▸ TO DO:
Please return every line of the material verbatim and skip any images.

▸ DATA:
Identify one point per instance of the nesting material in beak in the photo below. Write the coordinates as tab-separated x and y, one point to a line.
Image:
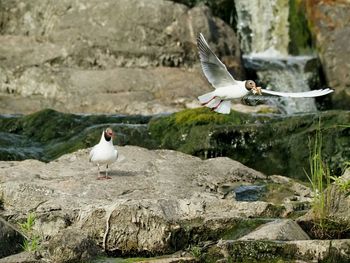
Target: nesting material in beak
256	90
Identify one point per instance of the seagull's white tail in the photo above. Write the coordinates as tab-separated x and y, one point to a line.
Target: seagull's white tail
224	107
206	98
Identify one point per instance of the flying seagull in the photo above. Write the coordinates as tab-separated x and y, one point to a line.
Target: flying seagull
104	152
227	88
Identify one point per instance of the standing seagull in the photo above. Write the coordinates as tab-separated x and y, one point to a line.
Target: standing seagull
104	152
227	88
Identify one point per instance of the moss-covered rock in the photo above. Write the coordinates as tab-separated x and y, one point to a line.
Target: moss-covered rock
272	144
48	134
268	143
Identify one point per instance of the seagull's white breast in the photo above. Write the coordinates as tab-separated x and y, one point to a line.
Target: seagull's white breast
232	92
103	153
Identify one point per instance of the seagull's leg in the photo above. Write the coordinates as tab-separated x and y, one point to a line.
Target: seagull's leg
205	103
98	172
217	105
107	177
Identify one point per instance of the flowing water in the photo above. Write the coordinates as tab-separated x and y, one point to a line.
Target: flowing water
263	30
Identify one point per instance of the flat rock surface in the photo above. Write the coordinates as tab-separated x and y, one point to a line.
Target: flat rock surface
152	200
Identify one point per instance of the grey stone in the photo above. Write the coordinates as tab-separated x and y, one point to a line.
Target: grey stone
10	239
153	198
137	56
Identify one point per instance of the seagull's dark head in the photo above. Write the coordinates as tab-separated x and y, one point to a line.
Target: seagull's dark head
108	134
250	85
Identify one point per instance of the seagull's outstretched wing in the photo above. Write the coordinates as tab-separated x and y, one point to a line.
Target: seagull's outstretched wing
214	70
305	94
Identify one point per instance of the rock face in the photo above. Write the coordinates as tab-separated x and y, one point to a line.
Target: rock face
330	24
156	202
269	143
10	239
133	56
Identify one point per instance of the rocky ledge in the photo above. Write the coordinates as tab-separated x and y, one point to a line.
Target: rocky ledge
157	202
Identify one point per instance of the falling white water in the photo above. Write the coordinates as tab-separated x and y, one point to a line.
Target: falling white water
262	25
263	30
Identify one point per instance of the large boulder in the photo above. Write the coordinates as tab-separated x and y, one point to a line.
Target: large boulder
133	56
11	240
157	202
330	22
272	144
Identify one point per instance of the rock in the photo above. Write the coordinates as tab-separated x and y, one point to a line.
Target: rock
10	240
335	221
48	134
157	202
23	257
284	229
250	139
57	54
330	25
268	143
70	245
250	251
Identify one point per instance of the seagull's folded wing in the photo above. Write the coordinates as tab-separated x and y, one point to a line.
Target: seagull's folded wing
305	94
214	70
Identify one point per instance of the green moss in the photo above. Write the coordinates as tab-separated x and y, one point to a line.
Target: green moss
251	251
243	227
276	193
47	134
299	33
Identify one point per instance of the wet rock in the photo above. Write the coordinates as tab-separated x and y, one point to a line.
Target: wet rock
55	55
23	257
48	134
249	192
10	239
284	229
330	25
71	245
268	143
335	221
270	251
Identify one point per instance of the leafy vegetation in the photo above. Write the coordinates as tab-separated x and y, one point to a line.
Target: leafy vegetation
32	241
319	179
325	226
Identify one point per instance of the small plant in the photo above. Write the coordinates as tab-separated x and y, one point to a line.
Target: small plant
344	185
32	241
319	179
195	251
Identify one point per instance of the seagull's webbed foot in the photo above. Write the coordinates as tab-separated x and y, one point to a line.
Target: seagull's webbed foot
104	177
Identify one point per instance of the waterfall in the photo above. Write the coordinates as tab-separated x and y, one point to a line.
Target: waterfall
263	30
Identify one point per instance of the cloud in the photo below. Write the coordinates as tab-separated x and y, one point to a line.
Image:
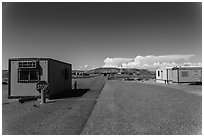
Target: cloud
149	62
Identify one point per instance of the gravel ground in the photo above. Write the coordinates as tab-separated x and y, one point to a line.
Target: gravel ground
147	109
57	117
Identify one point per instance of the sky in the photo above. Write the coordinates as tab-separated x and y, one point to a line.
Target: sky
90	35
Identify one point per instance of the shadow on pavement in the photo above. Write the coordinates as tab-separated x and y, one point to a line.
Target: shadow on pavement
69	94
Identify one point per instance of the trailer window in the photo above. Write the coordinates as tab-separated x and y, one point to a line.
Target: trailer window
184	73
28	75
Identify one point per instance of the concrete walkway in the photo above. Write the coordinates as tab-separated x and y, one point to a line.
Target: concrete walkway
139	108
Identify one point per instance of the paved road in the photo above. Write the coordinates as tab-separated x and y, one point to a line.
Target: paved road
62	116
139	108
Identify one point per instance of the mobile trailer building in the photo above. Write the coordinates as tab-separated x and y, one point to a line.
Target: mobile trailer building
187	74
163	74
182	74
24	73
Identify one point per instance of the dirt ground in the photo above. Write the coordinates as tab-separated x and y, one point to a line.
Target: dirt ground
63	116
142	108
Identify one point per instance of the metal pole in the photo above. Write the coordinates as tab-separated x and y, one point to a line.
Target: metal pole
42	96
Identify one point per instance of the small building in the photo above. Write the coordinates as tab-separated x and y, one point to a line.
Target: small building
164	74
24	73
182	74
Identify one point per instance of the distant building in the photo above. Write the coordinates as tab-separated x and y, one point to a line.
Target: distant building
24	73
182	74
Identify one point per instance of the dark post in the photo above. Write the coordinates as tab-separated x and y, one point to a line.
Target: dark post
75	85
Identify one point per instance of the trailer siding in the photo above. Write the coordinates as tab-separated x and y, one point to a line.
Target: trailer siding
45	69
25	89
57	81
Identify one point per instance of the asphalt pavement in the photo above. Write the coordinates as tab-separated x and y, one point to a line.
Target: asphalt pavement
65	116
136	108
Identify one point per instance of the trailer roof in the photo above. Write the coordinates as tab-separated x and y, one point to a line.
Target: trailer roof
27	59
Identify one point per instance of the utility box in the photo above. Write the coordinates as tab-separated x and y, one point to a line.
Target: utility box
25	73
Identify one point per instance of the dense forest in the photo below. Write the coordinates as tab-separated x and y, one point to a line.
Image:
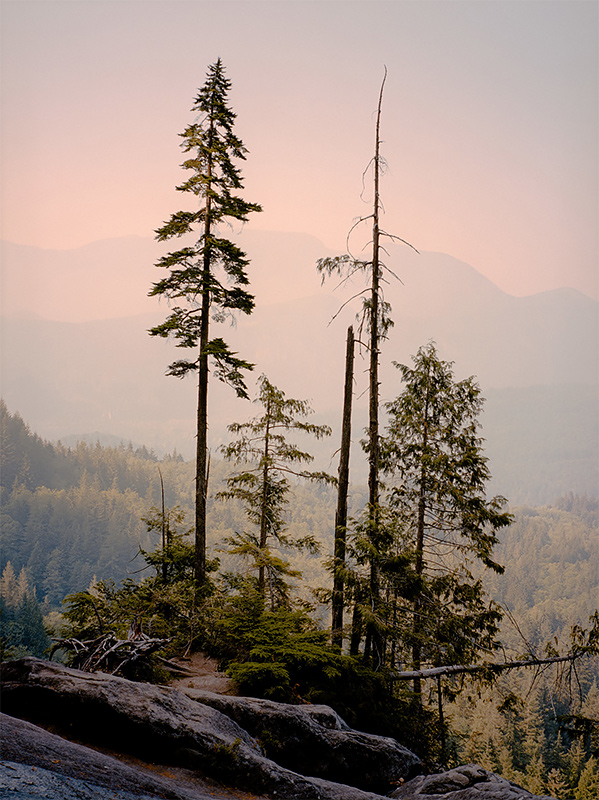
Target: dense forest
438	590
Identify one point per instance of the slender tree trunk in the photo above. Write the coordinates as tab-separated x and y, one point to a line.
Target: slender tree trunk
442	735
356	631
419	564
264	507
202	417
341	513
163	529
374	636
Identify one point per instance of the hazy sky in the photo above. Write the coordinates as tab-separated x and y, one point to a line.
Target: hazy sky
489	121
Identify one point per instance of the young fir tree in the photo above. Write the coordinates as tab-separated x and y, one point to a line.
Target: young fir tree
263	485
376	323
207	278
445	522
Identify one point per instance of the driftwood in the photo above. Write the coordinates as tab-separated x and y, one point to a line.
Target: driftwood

▸ YOUR SOLUTION:
Identify one point per instance of the nesting material in beak in the photo below. Write the coordinates as tab-separated x and y, one point to a line.
Image:
Target: nesting material in beak
256	90
Identify one point per instance of the seagull's white tail in the photo above. Write the coordinates as tab-separated x and y, one point to a line.
Target: seagull's white tail
224	107
206	98
Identify one point per instance of the flying seagull in the photo above. Write the coordinates as tab-separated x and y, one point to a line.
Target: flying seagull
104	152
227	88
Identify one point per instance of the standing seagull in the photo above. Write the coordinates as tab-separated x and y, one point to a line.
Target: standing seagull
104	152
227	88
Identify one point per instance of the moss-covered rock in the photo above. Write the coordinates as tab-separated x and y, one point to a line.
Target: moss-covered rock
272	144
48	134
268	143
Identify one point per instance of the seagull's white breast in the photo above. Write the coordinates as tab-separated x and y, one point to a line.
Target: seagull's white breast
232	92
103	153
Identify one point per instance of the seagull's leg in the photo above. Write the coordinates as tab-separated x and y, one point to a line.
Target: seagull's leg
205	103
98	172
217	105
107	177
Identify one point per instance of the flowing water in the photo above. Write the coordinates as tab-separated x and y, one point to a line.
Target: flowing water
263	30
Identify one point per instance of the flat rock surface in the photo above. Write the coordinates as tab-separated x and y, one point to a line.
Target: flat rock surface
152	200
Identify one point per instance of the grey stone in the photo above. Write the coordinates as tab-separated x and y, one point to a line.
Target: grey stone
10	239
153	198
137	56
Identify one point per instance of the seagull's dark head in the photo above. Write the coordinates as tab-separated x and y, one point to a line.
Target: seagull's dark head
108	134
250	85
Identify one point per instance of the seagull's outstretched wing in the photo above. Write the coordinates as tab-separated x and y, one point to a line.
Target: seagull's outstretched wing
214	70
305	94
Identify one point per instance of the rock face in the photo above. Write the coordinates as tab-separated x and y, one point to a line.
Target: rock face
330	24
156	202
269	143
10	239
133	56
Identify one point per instance of the rocky ledge in the photo above. Write the coordinates as tab-separated x and y, one point to a line.
Target: rocky ledge
157	202
Identify one point per instance of the falling white water in the photo above. Write the coordinates as tab-separated x and y, one point to a line.
Target: falling white water
262	25
263	30
Identify one point per instance of the large boulder in the photo above. Write the coordinates as tab-separated x and y, one point to a line.
Target: large boulder
133	56
11	240
157	202
330	22
272	144
Identify one point per instance of the rock in the photo above. Write the coordinates as tab-separated x and y, one point to a line.
Target: rock
10	240
335	221
48	134
157	202
23	257
284	229
250	139
57	54
330	25
268	143
70	245
250	251
Identify one point per instance of the seagull's folded wing in the photo above. Write the coordinates as tab-separated x and y, one point to a line.
Target: seagull's folded wing
305	94
214	70
Identify one point per instance of the green moss in the photo above. Write the coordinates as tab-separated x and y, one point to a line.
Target: green moss
251	251
243	227
276	193
47	134
299	33
Identify one point per instance of the wet rock in the photo above. Write the coordinates as tab-separated x and y, one point to a line.
Target: wet rock
55	55
23	257
48	134
249	192
10	239
284	229
330	25
71	245
268	143
335	221
270	251
Identify one point per instance of the leafy vegetation in the photo above. Write the coordinates as tab-separated x and y, one point to a line.
Target: leafy vegetation
32	241
319	179
325	226
Identify one point per instance of the small plant in the photo above. Write the coordinates as tab-separated x and y, one point to a line.
Target: small plant
344	185
32	241
319	179
195	251
Identify one point per instance of the seagull's webbed foot in the photo above. Write the coordinates as tab-separated x and y, one point to a line.
Target: seagull's webbed foot
104	177
Identify one point per instance of the waterfall in the photo above. Write the coordinates as tab-separated x and y, one point to a line.
Target: waterfall
263	30
Identify one point per instance of the cloud in the photo below. Write the coordinates as tab-separated x and y, one point to a line.
Image:
Target: cloud
149	62
Identify one point per instance of the gravel ground in the photo above. Write the coordinates as tab-separated x and y, one point to a line.
Target: gravel ground
147	109
57	117
Identify one point per instance of the sky in the photo above. Write the coordinates as tab-separated x and y, one point to a line.
Target: sky
90	35
Identify one point per instance of the shadow on pavement in the photo above. Write the coordinates as tab-separated x and y, one point to a line.
Target: shadow on pavement
69	94
Identify one point per instance of the trailer window in the photo above. Write the coordinates as tab-separated x and y, one point to a line.
Target: trailer window
184	73
28	75
Identify one point per instance of the concrete walkway in the photo above. Write the coordinates as tab-separated x and y, one point to a line.
Target: concrete walkway
139	108
Identify one point per instance of the paved road in the photo above. Write the coordinates as tab-separated x and y, one point to a line.
Target: paved road
62	116
139	108
Identify one point per instance of the mobile trailer building in the photo above. Write the coordinates as tab-separated x and y, one point to a line.
Target: mobile trailer building
187	74
163	74
182	74
24	73
Identify one point per instance of the dirt ground in the photo above. Write the coordinates as tab-separated x and y, one point to a line.
Target: dirt ground
63	116
142	108
Identify one point per instance of the metal pole in the photo above. Write the coordinates as tab-separated x and y, one point to a line.
Target: metal pole
42	96
Identify one point per instance of the small building in the photo above. Write the coordinates as tab-separated x and y, one point to a line.
Target: small building
164	74
24	73
182	74
Identify one point per instance of the distant building in the photo above. Write the coordinates as tab-separated x and y, one point to a line.
Target: distant building
24	73
182	74
Identify one point per instance of the dark post in the photo above. Write the coordinates as tab-separated x and y, one point to a line.
Target: dark post
75	85
Identify one point per instance of the trailer siding in the photo above. Write the coordinates as tab-separated x and y, one point to a line.
Target: trailer siding
45	69
25	89
57	81
Identify one point per instance of the asphalt pavement in the photo above. Write the coordinates as tab-separated x and y, one point to a line.
Target: asphalt pavement
65	116
136	108
Identify one point per instance of the trailer roof in the photo above. Write the coordinates as tab-separated x and y, one point to a line.
Target: trailer roof
27	59
Identify one point per instance of the utility box in the photo above. Write the coordinates as tab-separated x and y, one point to a line.
Target: utility box
25	73
Identify one point per instance of the dense forest in the photo below. Write the coordinates as tab-separated x and y, one point to a line.
Image:
Target: dense forest
438	590
Identify one point per instance of the slender tree trunk in the photo above. Write the coordinates as tab-separated x and y, one point to a line.
Target: slender tree trunk
442	735
356	631
419	564
264	507
202	417
341	513
163	529
374	636
Identify one point per instance of the hazy sky in the photo above. Write the coordinates as tab-separated x and y, one point to a line.
Target: hazy sky
489	121
Identify one point per instance of the young fir tree in the photo above. Write the coordinates as tab-separated x and y, one point to a line.
Target: young fir tree
263	485
376	323
207	278
445	522
Identify one point per instance of the driftwood in the photo above. Write the coordinates as tab-separated x and y, one point to a line.
Target: driftwood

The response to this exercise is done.